Problem statement: Lines before the one containing "Could you please put a dot on the cookie crumb" are left out; that line and all after it, through the end of the records, must be transcribed exactly.

[Start of Attachment]

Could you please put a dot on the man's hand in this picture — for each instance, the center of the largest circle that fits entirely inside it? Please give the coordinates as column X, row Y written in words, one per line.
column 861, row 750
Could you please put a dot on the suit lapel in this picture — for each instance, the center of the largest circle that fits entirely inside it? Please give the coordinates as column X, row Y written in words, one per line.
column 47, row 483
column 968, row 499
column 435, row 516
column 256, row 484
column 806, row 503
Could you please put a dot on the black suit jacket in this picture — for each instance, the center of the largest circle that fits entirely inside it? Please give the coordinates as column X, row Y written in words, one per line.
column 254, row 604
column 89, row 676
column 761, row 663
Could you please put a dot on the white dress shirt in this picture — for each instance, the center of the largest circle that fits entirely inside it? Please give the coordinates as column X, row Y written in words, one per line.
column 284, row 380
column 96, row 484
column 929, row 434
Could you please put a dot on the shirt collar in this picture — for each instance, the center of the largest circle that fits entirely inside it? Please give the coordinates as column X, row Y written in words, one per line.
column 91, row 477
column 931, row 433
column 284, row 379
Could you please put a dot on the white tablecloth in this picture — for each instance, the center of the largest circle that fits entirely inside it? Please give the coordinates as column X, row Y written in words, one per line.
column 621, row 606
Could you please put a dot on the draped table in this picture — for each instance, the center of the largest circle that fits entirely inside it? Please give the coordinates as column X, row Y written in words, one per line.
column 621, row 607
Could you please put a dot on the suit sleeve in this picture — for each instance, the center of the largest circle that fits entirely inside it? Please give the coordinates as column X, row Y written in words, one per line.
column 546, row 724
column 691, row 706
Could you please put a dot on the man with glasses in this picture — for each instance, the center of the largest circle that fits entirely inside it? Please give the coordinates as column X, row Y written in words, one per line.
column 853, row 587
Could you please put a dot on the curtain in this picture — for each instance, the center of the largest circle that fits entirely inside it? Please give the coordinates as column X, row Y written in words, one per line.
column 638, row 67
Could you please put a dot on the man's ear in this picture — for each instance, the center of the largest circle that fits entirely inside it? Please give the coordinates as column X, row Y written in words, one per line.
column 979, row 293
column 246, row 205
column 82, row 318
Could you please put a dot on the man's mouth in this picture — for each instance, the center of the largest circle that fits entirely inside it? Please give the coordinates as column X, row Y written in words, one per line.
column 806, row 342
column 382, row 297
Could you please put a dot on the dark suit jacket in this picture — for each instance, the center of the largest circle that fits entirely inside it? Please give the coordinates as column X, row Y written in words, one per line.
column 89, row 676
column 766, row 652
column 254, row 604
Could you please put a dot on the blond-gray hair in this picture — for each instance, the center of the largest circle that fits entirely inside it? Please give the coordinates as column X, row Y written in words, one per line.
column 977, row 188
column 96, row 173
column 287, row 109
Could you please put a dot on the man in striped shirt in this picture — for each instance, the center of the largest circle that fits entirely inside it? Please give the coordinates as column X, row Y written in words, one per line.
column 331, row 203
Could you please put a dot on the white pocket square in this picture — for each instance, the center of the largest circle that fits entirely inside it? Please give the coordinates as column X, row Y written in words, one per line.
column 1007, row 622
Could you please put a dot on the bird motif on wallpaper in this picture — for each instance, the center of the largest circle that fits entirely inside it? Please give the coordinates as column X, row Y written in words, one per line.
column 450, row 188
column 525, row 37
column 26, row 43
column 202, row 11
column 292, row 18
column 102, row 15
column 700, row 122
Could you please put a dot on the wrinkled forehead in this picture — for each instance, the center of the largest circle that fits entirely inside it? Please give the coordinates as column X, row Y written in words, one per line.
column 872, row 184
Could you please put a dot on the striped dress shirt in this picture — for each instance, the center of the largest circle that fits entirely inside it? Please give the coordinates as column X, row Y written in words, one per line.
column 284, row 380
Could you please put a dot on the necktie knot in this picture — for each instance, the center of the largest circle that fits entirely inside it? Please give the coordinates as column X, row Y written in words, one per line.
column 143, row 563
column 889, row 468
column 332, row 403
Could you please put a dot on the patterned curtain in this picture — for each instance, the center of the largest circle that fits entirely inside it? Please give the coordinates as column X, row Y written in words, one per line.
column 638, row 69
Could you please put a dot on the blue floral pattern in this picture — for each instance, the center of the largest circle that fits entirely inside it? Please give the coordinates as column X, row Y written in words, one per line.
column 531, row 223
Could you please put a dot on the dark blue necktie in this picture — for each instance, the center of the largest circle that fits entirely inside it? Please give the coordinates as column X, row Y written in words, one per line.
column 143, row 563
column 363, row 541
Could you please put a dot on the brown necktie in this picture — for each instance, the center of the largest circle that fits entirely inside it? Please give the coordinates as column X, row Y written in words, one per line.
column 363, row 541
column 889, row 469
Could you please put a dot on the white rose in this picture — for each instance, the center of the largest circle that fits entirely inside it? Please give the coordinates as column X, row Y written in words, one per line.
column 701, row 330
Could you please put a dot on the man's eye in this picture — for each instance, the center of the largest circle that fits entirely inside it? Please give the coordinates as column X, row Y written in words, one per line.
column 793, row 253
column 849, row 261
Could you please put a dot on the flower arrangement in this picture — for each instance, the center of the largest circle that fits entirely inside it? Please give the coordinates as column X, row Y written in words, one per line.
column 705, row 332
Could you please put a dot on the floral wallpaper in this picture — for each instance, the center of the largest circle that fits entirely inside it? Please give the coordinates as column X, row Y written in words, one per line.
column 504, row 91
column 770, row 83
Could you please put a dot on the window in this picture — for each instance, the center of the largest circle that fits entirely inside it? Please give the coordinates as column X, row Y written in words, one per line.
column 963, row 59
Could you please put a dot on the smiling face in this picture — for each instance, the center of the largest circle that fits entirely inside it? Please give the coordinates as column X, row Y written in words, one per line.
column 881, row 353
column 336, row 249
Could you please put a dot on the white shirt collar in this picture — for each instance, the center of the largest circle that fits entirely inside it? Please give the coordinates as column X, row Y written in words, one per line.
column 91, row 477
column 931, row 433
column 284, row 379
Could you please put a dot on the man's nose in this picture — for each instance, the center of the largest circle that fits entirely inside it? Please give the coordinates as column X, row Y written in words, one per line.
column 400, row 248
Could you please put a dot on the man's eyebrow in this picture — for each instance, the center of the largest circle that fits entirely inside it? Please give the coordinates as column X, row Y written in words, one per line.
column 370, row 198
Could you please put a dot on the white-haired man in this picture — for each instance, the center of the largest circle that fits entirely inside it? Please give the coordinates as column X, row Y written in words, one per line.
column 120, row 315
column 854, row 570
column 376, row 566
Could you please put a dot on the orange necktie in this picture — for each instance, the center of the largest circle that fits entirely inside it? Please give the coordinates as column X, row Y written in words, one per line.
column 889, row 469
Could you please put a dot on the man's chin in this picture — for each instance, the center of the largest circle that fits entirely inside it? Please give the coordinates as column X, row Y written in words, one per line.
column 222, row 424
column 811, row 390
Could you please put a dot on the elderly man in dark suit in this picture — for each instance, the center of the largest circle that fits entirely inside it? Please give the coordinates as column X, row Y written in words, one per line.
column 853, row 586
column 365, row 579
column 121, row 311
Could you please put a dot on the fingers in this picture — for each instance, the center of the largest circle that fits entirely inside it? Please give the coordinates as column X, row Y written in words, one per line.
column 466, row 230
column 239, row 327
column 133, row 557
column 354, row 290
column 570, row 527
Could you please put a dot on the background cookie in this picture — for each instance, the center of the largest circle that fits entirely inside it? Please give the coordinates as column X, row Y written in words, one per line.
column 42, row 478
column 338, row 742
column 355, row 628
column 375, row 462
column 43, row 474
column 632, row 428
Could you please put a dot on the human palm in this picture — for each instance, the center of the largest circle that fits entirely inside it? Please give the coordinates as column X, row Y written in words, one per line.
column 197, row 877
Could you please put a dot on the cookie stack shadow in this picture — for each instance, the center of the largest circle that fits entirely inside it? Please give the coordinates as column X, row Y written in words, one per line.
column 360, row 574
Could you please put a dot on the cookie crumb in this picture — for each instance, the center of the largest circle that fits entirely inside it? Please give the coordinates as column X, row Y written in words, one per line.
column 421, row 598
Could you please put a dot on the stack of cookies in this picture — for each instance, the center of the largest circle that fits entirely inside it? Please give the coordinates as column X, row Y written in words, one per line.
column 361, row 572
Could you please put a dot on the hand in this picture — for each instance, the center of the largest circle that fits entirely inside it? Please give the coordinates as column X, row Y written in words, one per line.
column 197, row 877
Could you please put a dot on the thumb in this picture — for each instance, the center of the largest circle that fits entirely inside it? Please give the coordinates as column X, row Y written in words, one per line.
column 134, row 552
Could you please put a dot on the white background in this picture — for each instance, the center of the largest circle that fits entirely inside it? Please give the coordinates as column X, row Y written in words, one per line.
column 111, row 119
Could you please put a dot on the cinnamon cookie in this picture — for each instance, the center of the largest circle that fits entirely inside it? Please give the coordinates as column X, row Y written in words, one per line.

[End of Attachment]

Your solution:
Could you please put a dot on the cookie crumb in this picture — for each instance, the center of the largest circle that fits entirely inside it? Please give the coordinates as column X, row Y written in words, one per line.
column 421, row 598
Could you please put a dot on the stack of cookies in this picture — for each instance, the center of the largest circle that fits entirely inside it? Please give the coordinates as column X, row Y written in words, one per line.
column 361, row 572
Could you please put a dot on the hand in this picture — for each instance, the center of the largest circle that fits entirely inside it? Please give the coordinates as column X, row Y written in words, one per line.
column 197, row 877
Could you please put a dot on the thumb in this picture — for each instance, the center of the largest circle that fits entirely inside it? Please give the coordinates as column X, row Y written in words, one per line.
column 134, row 552
Could you please put a dot on the white background in this picture — for each instance, the center of the largest circle that fits entirely inside it? Please give the coordinates as column X, row Y written in words, one per line.
column 111, row 119
Could you please put a dot on the cinnamon cookie in this picture — for each instance, the center of the largest circle that fits entirely inside it? Please give the coordinates as column X, row Y written in words, one per line.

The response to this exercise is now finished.